Reproduce, without alteration, the section of the listing below that opens with the line containing "Task: please point out the concrete" and closes with the line containing "<point>848,442</point>", both of these lines included.
___ LISTING ___
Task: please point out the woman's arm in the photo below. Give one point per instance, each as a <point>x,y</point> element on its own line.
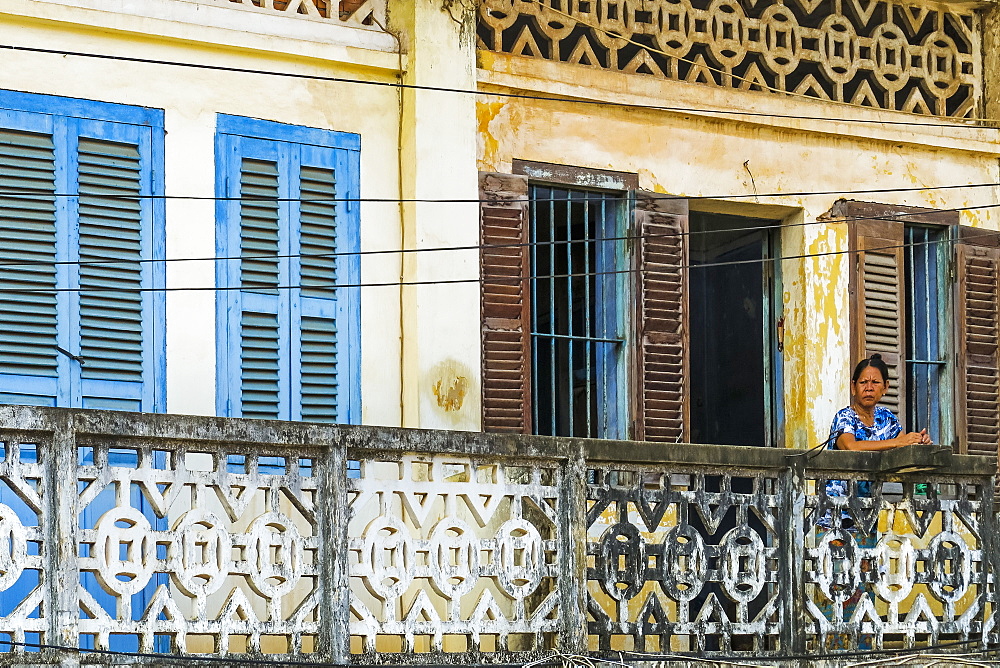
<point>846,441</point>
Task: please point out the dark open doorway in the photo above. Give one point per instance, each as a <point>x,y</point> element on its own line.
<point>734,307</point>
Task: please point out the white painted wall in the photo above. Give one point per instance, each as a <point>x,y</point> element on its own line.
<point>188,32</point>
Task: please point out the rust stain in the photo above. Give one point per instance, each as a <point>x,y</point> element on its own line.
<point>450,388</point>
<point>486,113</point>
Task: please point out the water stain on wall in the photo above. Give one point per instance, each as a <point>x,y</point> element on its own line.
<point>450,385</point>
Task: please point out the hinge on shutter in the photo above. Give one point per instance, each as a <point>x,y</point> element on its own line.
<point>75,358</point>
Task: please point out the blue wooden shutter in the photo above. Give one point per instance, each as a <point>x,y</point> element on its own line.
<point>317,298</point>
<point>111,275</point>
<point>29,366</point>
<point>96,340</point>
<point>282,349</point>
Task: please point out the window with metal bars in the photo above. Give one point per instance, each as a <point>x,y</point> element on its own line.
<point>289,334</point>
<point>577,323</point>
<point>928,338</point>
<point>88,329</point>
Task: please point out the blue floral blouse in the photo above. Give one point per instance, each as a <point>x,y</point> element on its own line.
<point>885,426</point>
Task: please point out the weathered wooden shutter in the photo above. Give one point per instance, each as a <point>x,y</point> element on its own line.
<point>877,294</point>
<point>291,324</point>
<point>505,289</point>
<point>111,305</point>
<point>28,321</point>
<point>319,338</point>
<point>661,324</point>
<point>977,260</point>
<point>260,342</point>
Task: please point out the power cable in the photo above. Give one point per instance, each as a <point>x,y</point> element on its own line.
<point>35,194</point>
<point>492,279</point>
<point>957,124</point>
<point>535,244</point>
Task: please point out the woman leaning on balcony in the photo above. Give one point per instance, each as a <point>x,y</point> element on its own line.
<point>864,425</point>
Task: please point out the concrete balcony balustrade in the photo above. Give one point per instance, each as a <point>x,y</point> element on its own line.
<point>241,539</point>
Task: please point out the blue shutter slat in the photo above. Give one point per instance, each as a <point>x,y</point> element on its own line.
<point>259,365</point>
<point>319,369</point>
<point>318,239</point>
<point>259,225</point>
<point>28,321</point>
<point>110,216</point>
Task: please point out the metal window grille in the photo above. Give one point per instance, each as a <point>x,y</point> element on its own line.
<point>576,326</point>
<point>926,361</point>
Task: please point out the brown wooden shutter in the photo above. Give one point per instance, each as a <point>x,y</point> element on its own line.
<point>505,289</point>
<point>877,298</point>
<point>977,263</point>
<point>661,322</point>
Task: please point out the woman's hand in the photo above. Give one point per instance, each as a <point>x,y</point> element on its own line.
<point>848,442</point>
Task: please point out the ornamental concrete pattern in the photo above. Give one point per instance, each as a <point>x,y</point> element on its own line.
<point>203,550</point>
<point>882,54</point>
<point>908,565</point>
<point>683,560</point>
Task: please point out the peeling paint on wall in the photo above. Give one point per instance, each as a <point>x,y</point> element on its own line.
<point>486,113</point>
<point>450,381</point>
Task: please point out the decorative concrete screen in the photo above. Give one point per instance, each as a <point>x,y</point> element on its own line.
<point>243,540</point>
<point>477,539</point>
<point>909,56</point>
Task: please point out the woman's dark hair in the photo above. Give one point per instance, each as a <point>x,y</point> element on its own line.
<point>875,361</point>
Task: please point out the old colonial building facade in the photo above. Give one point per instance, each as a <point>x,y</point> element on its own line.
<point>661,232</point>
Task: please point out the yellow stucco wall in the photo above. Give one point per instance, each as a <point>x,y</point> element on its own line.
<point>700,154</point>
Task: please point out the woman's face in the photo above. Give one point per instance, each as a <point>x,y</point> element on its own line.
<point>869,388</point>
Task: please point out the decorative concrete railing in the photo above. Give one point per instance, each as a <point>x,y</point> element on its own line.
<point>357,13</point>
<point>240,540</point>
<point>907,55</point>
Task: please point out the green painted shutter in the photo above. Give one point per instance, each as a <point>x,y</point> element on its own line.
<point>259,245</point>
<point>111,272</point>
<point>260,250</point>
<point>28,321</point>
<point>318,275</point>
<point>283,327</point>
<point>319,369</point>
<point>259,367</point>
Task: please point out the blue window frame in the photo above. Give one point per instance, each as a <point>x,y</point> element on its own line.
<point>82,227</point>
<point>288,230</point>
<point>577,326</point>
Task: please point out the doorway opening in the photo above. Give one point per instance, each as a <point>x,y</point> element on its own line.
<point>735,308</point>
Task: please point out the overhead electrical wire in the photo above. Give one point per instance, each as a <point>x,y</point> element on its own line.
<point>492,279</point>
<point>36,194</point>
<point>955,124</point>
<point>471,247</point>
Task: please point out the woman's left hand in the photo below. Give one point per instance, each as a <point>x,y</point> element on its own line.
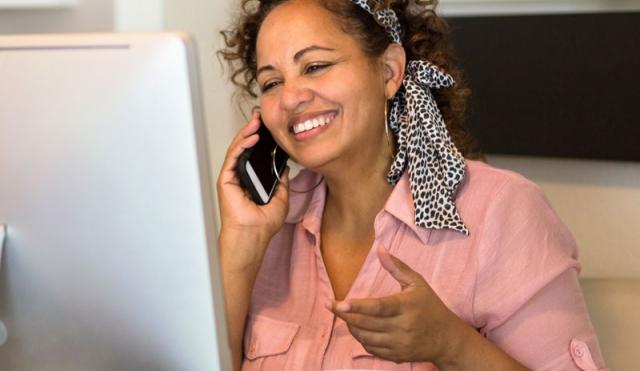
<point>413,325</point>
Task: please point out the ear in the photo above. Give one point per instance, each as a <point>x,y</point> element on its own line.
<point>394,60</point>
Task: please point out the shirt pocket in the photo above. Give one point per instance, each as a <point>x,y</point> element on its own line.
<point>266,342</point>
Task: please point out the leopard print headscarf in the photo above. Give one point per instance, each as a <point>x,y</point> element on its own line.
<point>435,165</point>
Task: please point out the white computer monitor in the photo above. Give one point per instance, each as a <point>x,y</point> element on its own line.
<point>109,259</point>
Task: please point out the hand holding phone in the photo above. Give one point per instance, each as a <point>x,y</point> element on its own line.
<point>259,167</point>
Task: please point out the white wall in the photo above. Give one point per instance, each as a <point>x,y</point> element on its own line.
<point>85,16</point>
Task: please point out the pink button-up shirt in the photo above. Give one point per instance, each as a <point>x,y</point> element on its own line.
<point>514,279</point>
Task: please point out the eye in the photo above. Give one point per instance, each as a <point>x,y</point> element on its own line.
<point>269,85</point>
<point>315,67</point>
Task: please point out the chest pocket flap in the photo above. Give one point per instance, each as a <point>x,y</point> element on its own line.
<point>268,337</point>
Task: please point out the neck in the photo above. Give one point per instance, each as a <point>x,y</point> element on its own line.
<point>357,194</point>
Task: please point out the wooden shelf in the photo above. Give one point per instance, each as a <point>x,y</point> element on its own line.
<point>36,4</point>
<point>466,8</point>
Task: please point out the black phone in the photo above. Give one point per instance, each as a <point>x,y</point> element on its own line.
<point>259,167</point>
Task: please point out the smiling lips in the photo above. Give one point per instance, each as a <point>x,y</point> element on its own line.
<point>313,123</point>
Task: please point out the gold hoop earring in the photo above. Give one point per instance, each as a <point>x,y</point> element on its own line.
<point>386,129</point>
___
___ LISTING ___
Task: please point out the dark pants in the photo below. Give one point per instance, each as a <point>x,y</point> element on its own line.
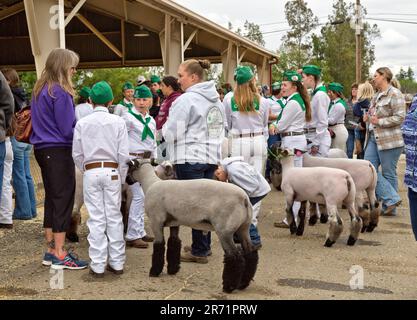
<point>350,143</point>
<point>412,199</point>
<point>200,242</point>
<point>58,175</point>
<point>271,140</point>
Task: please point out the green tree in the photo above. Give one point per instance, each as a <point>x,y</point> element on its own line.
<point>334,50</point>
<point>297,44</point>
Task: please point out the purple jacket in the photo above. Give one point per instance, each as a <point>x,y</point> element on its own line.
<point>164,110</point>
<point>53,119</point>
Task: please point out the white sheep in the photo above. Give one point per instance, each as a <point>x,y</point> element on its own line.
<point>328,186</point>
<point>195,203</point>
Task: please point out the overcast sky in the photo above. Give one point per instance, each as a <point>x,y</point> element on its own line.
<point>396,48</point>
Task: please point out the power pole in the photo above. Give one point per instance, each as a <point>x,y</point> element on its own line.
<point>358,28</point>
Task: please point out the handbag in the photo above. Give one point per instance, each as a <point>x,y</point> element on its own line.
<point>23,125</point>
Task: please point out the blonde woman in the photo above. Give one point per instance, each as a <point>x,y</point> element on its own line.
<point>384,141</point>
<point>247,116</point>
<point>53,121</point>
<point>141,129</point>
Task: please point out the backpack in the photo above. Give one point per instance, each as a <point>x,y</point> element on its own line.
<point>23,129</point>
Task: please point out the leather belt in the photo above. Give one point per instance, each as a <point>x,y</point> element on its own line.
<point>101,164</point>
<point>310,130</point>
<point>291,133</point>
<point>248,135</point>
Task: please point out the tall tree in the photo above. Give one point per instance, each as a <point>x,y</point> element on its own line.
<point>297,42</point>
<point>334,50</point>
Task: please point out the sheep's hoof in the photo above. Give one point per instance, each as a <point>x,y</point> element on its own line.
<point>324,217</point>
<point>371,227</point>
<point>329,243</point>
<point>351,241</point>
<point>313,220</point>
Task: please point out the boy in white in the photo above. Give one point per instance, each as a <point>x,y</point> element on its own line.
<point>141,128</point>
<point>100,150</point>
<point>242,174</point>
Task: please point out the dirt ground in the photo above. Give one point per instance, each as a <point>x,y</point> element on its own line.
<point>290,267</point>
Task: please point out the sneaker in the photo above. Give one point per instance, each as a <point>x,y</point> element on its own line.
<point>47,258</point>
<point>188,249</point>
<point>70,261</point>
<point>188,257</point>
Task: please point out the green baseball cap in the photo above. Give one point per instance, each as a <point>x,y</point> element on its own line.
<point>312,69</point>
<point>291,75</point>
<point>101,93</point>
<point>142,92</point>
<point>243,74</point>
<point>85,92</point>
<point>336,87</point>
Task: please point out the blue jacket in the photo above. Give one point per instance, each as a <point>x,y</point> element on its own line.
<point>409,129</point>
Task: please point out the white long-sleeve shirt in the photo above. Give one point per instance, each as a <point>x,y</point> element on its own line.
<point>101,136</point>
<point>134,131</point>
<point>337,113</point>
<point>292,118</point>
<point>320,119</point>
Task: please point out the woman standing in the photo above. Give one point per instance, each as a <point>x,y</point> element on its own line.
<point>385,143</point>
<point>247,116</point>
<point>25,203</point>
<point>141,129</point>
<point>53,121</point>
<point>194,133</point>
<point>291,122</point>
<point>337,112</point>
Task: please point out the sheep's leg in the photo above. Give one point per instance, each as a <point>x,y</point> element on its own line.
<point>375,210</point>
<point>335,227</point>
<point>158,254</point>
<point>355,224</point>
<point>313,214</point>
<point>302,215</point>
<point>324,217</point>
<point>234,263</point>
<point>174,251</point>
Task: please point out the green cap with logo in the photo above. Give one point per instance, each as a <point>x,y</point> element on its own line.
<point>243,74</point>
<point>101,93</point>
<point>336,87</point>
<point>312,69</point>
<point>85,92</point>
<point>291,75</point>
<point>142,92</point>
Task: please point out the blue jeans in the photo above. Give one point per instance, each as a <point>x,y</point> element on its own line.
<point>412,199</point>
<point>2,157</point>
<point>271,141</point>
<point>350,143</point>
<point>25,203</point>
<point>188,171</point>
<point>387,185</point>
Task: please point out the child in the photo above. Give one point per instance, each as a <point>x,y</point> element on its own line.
___
___ LISTING ___
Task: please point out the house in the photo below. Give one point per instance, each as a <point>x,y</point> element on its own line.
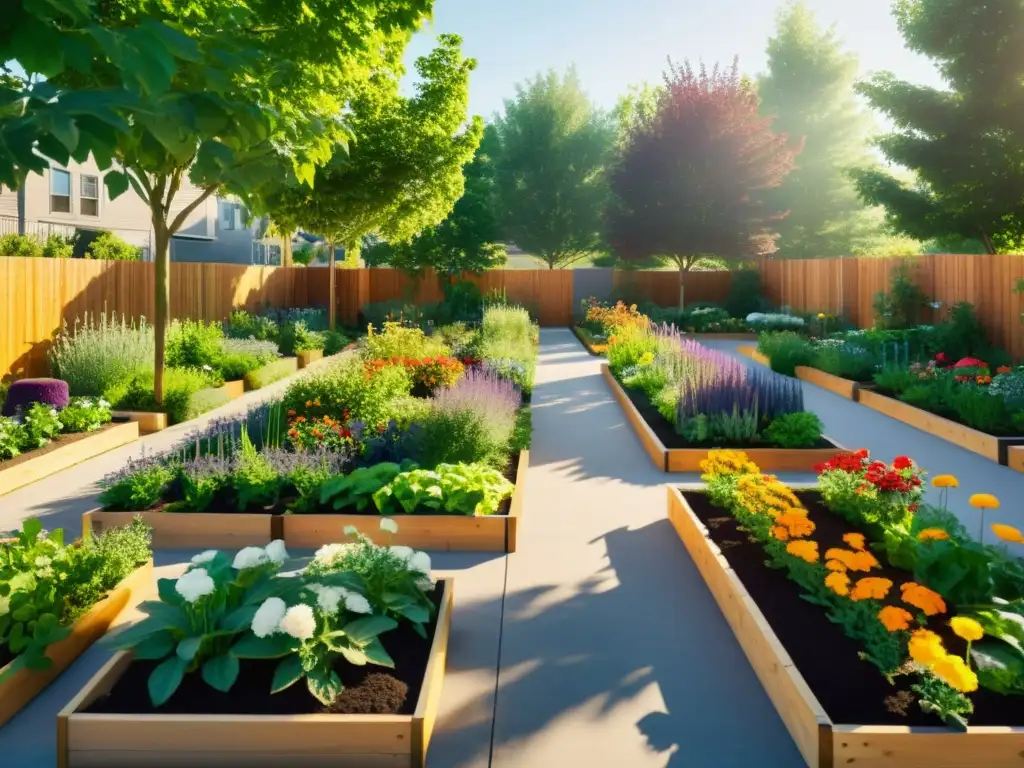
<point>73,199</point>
___
▶ **FINAL RESULT**
Task: please point out the concrete balcony balustrade in the photo above. Give one point per instance, each as a <point>x,y</point> element on its own line.
<point>241,539</point>
Task: please point out the blue shutter slat in the photo above. Give one point per instance, each as a <point>x,y</point> element on its own line.
<point>259,365</point>
<point>319,369</point>
<point>318,239</point>
<point>259,225</point>
<point>28,321</point>
<point>110,216</point>
Task: please point out the metal window grille in the photo above. Give one point per instance, each as a <point>x,y</point> element on its own line.
<point>576,326</point>
<point>926,361</point>
Task: please point out the brown wooden shutter in the photo above. Give one point per instance, each as a <point>x,y</point> element on its own line.
<point>505,289</point>
<point>877,298</point>
<point>977,263</point>
<point>661,322</point>
Task: please point out the woman's hand in the photo above. Give one point per instance, each as a <point>x,y</point> element on its own line.
<point>848,442</point>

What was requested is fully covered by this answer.